| INSTRUCTIONS FOR THE TASK |
Reproduce exactly the entries from the "written as (17,131)." line to the end. Skip all pictures.

| TASK DATA |
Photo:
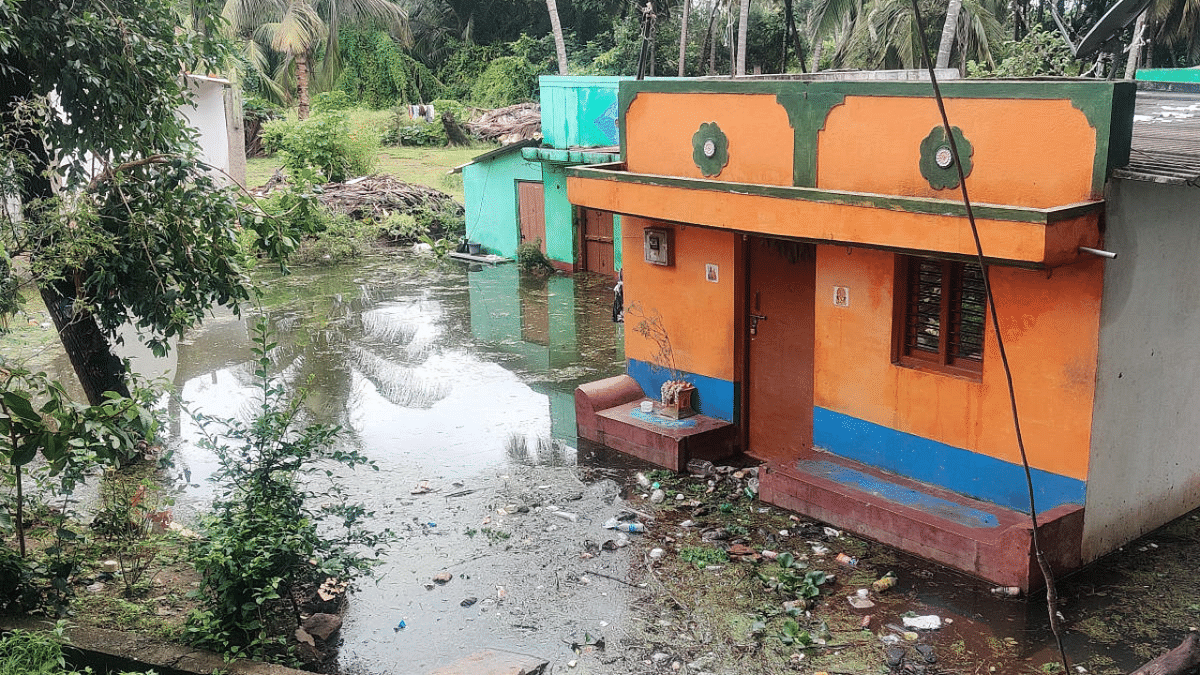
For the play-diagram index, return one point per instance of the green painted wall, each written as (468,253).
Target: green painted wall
(561,227)
(1170,75)
(491,190)
(579,112)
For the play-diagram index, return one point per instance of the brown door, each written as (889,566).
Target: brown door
(780,332)
(598,251)
(532,213)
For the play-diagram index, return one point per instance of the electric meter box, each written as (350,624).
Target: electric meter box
(659,246)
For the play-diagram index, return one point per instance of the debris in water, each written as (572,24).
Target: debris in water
(928,622)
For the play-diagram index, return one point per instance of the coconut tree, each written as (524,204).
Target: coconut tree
(298,29)
(556,27)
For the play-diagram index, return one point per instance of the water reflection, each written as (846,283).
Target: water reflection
(431,366)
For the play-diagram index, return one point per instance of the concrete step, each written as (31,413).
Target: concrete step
(981,538)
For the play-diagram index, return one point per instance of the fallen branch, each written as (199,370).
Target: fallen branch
(1183,659)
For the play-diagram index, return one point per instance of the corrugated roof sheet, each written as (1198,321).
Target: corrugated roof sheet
(1165,138)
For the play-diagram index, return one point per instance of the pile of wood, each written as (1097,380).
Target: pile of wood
(509,125)
(379,196)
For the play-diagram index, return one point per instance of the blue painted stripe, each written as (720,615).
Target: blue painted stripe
(961,471)
(713,396)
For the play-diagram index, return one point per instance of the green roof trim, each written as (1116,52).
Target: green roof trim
(1108,107)
(927,205)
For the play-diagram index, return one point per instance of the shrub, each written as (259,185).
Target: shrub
(507,81)
(267,537)
(531,257)
(329,101)
(324,143)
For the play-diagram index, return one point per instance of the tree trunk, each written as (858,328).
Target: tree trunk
(557,28)
(91,357)
(1134,61)
(790,27)
(303,84)
(683,35)
(709,48)
(1180,661)
(948,31)
(743,21)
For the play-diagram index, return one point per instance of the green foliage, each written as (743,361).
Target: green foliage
(402,228)
(330,101)
(504,82)
(463,66)
(324,143)
(789,578)
(1039,53)
(267,537)
(341,238)
(531,258)
(447,220)
(703,556)
(377,71)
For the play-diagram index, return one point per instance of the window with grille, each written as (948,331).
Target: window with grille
(940,315)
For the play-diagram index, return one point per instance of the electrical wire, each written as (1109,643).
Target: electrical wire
(1047,572)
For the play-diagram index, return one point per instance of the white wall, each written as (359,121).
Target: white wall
(1145,465)
(208,115)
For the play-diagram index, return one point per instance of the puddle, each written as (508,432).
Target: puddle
(463,377)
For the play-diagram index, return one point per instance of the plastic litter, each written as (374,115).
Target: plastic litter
(883,583)
(927,622)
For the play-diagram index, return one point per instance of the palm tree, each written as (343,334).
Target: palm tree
(743,23)
(557,28)
(683,35)
(295,29)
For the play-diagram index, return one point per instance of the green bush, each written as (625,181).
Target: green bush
(531,258)
(377,71)
(269,533)
(507,81)
(329,101)
(324,143)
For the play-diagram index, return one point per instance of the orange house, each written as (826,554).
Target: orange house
(821,293)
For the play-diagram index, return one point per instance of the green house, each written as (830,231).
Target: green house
(517,192)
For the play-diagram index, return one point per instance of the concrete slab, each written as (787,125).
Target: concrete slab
(495,662)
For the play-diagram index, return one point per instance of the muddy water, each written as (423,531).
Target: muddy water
(461,378)
(459,381)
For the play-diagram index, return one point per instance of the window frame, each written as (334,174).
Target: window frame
(942,360)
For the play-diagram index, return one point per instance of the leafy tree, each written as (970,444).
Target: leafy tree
(300,30)
(120,222)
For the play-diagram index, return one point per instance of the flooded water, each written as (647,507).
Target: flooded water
(460,378)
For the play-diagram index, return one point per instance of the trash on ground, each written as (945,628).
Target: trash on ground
(927,622)
(885,583)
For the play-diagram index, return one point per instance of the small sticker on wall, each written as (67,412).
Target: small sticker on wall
(840,297)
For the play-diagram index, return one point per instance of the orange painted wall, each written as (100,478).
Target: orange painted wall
(697,314)
(1050,326)
(1027,153)
(659,129)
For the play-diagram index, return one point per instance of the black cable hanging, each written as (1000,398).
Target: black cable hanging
(1047,572)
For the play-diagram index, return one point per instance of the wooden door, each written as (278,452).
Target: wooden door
(598,250)
(532,213)
(780,333)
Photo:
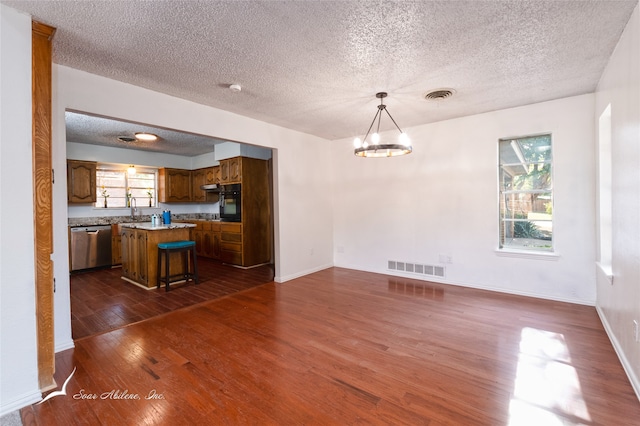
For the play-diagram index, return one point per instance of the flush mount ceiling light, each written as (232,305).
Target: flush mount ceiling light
(143,136)
(378,148)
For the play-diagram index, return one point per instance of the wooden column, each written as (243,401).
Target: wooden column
(42,196)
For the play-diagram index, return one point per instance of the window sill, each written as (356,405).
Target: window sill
(526,254)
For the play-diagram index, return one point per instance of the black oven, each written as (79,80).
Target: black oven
(230,203)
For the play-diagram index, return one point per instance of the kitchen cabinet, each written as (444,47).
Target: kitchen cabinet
(140,253)
(134,255)
(231,243)
(213,174)
(198,178)
(116,245)
(81,182)
(207,238)
(231,170)
(174,185)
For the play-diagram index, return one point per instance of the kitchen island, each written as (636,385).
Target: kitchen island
(140,250)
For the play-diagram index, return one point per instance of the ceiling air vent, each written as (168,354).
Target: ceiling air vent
(439,95)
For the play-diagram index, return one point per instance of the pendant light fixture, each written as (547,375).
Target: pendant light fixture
(378,148)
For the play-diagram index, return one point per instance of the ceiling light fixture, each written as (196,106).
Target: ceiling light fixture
(144,136)
(378,148)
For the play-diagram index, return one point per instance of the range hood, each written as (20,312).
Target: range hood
(211,187)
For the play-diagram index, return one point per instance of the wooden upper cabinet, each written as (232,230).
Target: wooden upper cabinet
(198,178)
(81,182)
(231,170)
(174,185)
(212,175)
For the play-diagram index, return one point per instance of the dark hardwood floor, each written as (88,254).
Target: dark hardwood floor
(342,347)
(102,301)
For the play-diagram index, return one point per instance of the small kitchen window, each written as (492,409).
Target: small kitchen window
(116,187)
(526,193)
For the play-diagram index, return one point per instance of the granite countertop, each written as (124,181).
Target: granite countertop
(149,227)
(114,220)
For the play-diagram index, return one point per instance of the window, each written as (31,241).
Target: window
(526,193)
(114,183)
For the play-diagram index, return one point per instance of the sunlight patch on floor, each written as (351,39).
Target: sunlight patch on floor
(546,389)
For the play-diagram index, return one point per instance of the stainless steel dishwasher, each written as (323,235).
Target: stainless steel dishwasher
(90,246)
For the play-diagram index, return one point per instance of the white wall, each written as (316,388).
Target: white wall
(619,300)
(18,348)
(443,200)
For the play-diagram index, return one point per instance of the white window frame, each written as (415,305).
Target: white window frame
(520,250)
(142,200)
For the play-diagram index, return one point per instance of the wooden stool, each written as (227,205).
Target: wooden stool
(183,247)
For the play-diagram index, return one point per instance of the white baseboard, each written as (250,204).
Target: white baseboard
(19,402)
(63,346)
(282,279)
(626,365)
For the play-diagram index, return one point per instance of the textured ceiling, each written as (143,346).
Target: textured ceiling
(315,66)
(95,130)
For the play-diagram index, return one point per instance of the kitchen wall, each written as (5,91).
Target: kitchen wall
(618,300)
(104,154)
(18,349)
(303,205)
(439,205)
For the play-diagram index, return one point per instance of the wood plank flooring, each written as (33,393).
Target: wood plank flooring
(342,347)
(102,301)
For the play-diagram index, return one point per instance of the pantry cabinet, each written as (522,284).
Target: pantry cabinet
(231,171)
(81,182)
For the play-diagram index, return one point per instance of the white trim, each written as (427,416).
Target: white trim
(626,365)
(525,254)
(443,281)
(282,279)
(20,402)
(63,346)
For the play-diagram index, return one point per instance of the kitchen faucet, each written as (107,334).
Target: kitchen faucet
(134,208)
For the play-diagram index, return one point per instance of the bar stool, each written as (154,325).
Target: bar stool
(184,247)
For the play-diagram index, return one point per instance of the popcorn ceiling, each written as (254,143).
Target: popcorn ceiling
(315,66)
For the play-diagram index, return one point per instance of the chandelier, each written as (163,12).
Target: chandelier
(378,148)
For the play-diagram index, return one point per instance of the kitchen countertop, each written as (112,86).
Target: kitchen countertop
(149,227)
(114,220)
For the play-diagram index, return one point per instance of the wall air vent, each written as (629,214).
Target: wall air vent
(416,268)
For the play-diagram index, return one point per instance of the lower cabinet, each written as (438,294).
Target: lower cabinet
(207,238)
(134,255)
(116,245)
(140,253)
(231,243)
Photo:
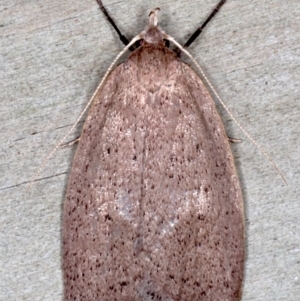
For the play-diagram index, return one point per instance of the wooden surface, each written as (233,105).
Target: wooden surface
(53,55)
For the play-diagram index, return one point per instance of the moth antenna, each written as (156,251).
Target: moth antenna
(225,106)
(134,40)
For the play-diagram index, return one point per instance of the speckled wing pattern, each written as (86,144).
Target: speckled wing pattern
(153,209)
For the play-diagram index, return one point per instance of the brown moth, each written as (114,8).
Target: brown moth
(153,209)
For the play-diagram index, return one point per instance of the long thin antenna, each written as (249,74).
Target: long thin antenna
(225,106)
(112,22)
(134,40)
(196,34)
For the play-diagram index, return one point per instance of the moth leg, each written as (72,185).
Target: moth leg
(112,22)
(195,35)
(234,140)
(70,143)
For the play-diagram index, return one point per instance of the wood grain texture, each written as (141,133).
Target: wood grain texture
(53,55)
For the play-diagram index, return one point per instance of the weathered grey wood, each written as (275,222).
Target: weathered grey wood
(54,53)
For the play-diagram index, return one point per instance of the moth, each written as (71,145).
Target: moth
(153,209)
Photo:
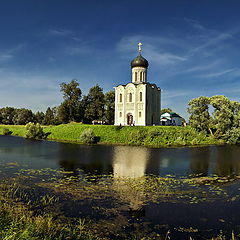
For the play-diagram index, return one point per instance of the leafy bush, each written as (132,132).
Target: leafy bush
(88,136)
(6,131)
(137,137)
(35,131)
(232,136)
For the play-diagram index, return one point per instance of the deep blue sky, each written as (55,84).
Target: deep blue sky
(193,48)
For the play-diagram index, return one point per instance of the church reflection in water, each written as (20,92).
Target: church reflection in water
(130,161)
(129,166)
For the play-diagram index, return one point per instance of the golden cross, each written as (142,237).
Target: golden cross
(139,47)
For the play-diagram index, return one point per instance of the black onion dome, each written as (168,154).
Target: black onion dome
(139,61)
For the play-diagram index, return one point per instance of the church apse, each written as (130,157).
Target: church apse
(138,102)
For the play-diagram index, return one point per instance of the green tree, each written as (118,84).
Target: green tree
(63,113)
(109,106)
(49,117)
(72,100)
(22,116)
(94,104)
(164,110)
(199,115)
(39,116)
(35,131)
(223,114)
(7,115)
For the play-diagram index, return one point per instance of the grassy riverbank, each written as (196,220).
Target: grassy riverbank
(155,136)
(33,209)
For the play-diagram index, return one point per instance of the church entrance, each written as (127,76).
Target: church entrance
(130,119)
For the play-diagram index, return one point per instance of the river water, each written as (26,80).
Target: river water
(199,220)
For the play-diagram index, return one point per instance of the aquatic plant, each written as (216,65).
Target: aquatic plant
(88,136)
(35,131)
(6,131)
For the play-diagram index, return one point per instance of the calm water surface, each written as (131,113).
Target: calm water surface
(133,162)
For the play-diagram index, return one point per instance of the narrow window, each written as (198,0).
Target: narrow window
(130,97)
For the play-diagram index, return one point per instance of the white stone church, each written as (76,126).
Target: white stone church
(138,102)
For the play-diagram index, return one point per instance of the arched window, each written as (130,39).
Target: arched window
(130,97)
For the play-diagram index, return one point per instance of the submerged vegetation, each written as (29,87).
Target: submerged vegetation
(48,204)
(155,136)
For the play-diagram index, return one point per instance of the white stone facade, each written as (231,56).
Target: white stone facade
(137,103)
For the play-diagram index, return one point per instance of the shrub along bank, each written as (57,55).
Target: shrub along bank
(156,136)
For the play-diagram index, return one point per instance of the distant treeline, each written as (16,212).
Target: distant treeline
(74,108)
(222,122)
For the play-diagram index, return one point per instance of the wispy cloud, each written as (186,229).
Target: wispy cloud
(155,48)
(7,54)
(218,74)
(61,32)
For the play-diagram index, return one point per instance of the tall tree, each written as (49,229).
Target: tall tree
(223,114)
(109,106)
(49,117)
(7,114)
(95,104)
(39,116)
(72,96)
(164,110)
(22,116)
(199,115)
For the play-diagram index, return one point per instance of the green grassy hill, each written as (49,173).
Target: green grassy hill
(156,136)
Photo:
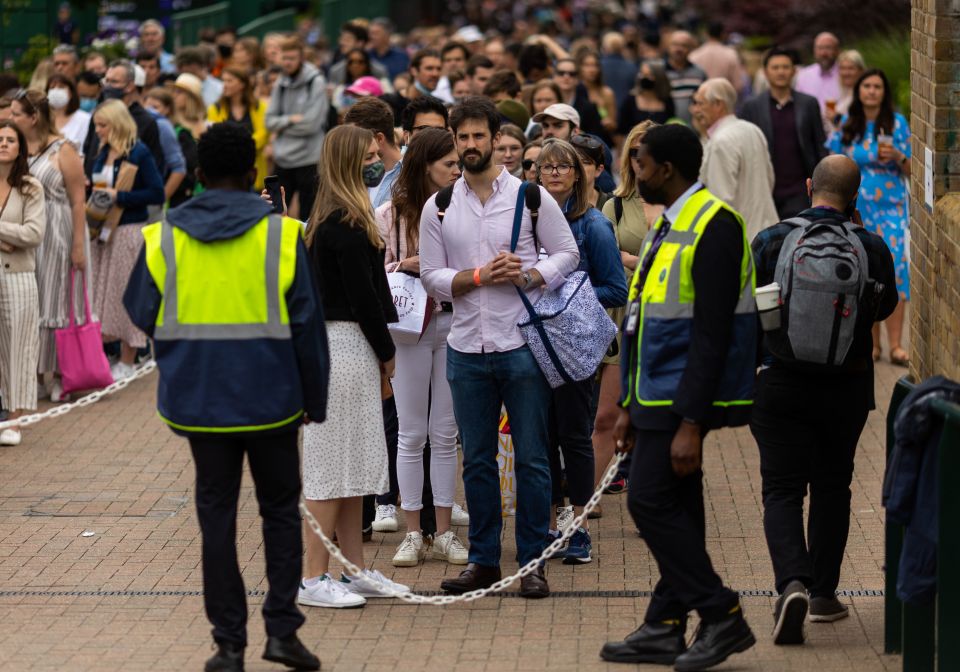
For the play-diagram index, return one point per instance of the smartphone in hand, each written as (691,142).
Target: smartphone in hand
(272,184)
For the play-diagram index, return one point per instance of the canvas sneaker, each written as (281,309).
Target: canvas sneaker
(371,583)
(448,546)
(459,516)
(386,519)
(330,594)
(411,551)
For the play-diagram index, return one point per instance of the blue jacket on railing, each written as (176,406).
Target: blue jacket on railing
(599,256)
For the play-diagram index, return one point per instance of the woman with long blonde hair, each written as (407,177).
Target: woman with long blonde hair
(345,457)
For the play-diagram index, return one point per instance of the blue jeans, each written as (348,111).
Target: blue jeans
(480,383)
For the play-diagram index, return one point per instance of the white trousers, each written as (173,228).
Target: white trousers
(19,340)
(425,407)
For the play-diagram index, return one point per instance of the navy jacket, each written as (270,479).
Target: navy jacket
(911,487)
(235,383)
(600,256)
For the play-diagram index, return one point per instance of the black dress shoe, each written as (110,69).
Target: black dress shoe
(474,577)
(715,642)
(654,643)
(534,586)
(790,613)
(228,658)
(291,652)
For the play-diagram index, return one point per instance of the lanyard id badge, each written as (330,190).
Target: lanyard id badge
(633,318)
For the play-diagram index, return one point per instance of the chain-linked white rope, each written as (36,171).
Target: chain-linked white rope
(443,600)
(87,400)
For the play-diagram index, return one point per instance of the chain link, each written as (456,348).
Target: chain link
(87,400)
(444,600)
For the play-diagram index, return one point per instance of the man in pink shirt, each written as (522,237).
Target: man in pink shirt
(466,259)
(717,59)
(822,79)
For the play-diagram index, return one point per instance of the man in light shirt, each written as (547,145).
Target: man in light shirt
(467,260)
(736,160)
(822,79)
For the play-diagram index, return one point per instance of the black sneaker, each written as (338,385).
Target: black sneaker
(789,614)
(827,609)
(715,642)
(616,487)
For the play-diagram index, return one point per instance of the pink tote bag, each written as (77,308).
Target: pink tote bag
(83,364)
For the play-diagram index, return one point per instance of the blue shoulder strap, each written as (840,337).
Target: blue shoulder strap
(518,215)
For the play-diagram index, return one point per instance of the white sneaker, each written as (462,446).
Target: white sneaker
(411,551)
(459,517)
(372,583)
(56,392)
(448,547)
(564,518)
(121,371)
(386,520)
(329,593)
(10,437)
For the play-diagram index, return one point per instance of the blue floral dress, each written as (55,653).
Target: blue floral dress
(883,193)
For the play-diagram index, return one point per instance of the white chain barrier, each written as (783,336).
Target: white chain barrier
(87,400)
(444,600)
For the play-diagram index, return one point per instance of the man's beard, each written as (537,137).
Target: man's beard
(475,162)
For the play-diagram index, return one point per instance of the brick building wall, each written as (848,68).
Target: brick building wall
(935,232)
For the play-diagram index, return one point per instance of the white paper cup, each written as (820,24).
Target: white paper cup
(768,304)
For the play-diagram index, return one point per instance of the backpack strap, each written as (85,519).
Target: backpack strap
(444,196)
(532,199)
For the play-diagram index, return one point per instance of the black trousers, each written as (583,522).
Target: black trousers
(303,181)
(275,465)
(391,427)
(807,436)
(571,425)
(669,513)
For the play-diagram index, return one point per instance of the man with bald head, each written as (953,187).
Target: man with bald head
(684,76)
(807,418)
(822,79)
(736,160)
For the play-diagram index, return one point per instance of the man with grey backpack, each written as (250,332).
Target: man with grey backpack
(822,282)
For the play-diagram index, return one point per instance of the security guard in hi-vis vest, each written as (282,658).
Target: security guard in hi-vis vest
(225,289)
(688,360)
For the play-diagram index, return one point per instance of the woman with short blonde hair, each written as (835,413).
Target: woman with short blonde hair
(345,457)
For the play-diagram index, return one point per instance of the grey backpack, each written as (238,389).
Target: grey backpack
(822,272)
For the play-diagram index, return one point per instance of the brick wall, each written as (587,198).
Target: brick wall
(935,235)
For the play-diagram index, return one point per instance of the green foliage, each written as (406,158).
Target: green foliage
(890,51)
(39,47)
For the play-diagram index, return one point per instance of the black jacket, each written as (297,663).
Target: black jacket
(353,283)
(810,132)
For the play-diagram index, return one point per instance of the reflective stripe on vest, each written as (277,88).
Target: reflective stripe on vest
(668,291)
(176,321)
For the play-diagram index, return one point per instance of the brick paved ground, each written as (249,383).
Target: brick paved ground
(114,470)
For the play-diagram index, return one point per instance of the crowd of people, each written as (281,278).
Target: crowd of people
(659,167)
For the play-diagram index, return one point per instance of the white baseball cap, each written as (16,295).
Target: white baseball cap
(560,111)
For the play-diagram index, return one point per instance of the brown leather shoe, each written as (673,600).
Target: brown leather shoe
(534,586)
(474,577)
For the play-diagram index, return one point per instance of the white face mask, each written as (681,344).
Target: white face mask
(58,98)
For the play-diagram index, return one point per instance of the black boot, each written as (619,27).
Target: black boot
(656,643)
(291,652)
(228,658)
(715,642)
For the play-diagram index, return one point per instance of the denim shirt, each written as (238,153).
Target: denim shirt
(599,256)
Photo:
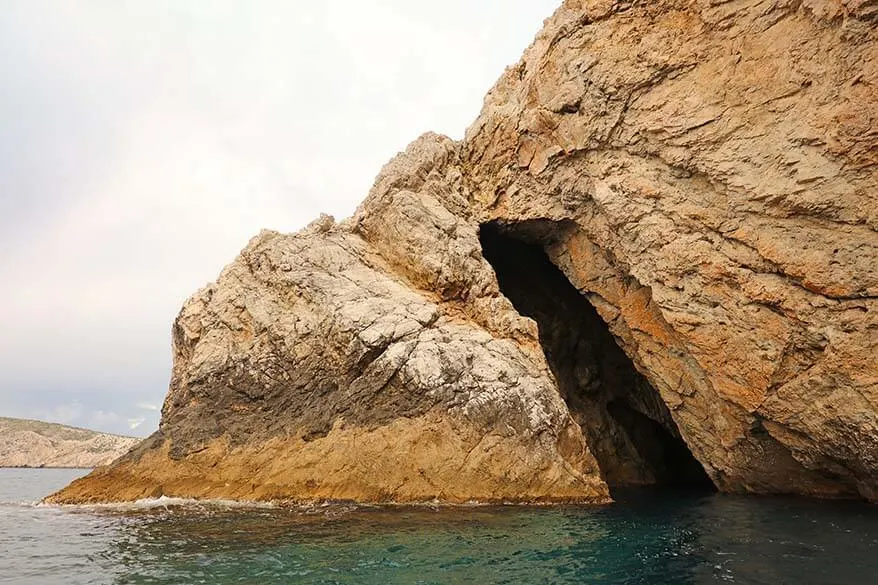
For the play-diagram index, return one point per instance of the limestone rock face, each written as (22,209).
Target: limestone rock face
(652,259)
(30,443)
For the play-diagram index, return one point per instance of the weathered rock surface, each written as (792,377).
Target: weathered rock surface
(657,241)
(30,443)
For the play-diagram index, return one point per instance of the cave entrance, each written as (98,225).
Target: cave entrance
(628,427)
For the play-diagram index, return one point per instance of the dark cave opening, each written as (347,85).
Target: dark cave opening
(628,427)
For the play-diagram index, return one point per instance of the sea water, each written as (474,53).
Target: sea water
(648,537)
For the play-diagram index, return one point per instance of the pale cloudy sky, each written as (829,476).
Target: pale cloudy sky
(143,143)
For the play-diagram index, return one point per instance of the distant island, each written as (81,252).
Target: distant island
(31,443)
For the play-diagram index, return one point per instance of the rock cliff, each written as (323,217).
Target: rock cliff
(30,443)
(652,259)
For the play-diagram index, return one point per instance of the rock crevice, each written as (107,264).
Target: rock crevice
(652,258)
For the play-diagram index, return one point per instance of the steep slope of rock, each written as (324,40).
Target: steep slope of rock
(653,258)
(30,443)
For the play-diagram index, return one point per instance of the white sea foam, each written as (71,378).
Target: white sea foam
(166,502)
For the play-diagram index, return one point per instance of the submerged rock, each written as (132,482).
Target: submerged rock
(652,259)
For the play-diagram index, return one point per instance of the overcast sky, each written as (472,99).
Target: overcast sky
(143,143)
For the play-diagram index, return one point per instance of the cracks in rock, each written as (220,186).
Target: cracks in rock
(628,427)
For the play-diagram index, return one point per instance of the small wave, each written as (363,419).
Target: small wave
(165,502)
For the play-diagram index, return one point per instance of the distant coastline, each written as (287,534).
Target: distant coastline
(32,444)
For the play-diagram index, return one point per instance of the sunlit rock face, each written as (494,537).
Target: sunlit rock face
(652,259)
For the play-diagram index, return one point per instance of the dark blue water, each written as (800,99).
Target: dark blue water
(647,538)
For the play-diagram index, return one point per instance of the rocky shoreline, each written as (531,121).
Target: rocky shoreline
(653,259)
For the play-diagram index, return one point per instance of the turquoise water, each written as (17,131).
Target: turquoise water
(648,538)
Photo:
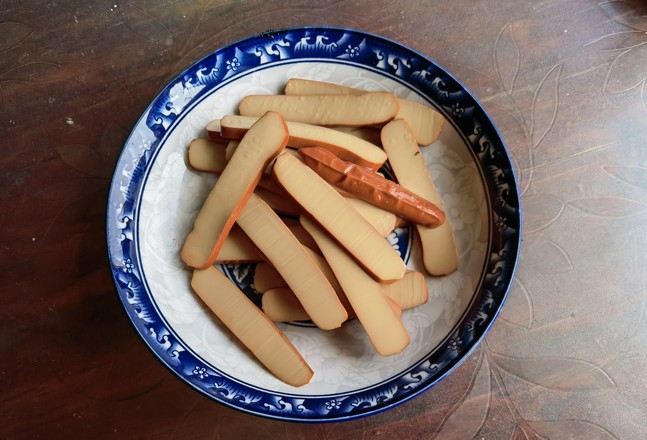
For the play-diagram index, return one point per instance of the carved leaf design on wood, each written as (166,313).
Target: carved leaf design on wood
(506,58)
(627,71)
(546,256)
(541,211)
(561,374)
(618,41)
(609,206)
(518,309)
(545,103)
(569,429)
(468,418)
(13,34)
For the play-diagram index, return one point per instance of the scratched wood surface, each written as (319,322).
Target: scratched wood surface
(565,82)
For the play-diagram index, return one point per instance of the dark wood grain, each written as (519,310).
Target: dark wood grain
(565,82)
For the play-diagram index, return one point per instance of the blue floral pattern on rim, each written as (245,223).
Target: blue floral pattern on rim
(326,45)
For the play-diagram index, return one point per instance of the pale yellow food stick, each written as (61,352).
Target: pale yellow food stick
(274,239)
(424,121)
(372,308)
(338,217)
(264,140)
(344,109)
(344,145)
(248,323)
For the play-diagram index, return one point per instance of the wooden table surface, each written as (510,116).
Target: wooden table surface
(565,83)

| THE RESPONSE |
For the play-diagram index, return one point per instance of the turquoise water, each written as (17,131).
Target: turquoise water
(648,538)
Photo:
For the play-diagram index, return one point per instance of the carved leaf design on wood, each written as (166,313).
Target: carved leaf design on wood
(506,58)
(627,71)
(546,256)
(541,211)
(561,374)
(618,41)
(609,206)
(518,309)
(545,103)
(569,429)
(468,418)
(13,34)
For the play-diagram index, return one point per instance of the scratched wood surface, each written as (319,322).
Target: scratched wood surface
(565,82)
For the play-diagram index, return one point per instance of the dark wood grain, each written as (519,310).
Target: dark wood grain
(565,82)
For the play-diagram index, return one point per instance of the blue floral pattern on rim, each written as (245,223).
Target: blue floral pattern on rim
(326,45)
For the play-diagram index, return one point per instance of the pale yellow food stick, each written as (61,352).
Target: pale yellow food stick
(274,239)
(424,121)
(372,308)
(338,217)
(264,140)
(344,109)
(344,145)
(248,323)
For the play-diagram index, return one point per instance of the wooden table surface, each written as (510,116).
Target: wooden table surface
(565,83)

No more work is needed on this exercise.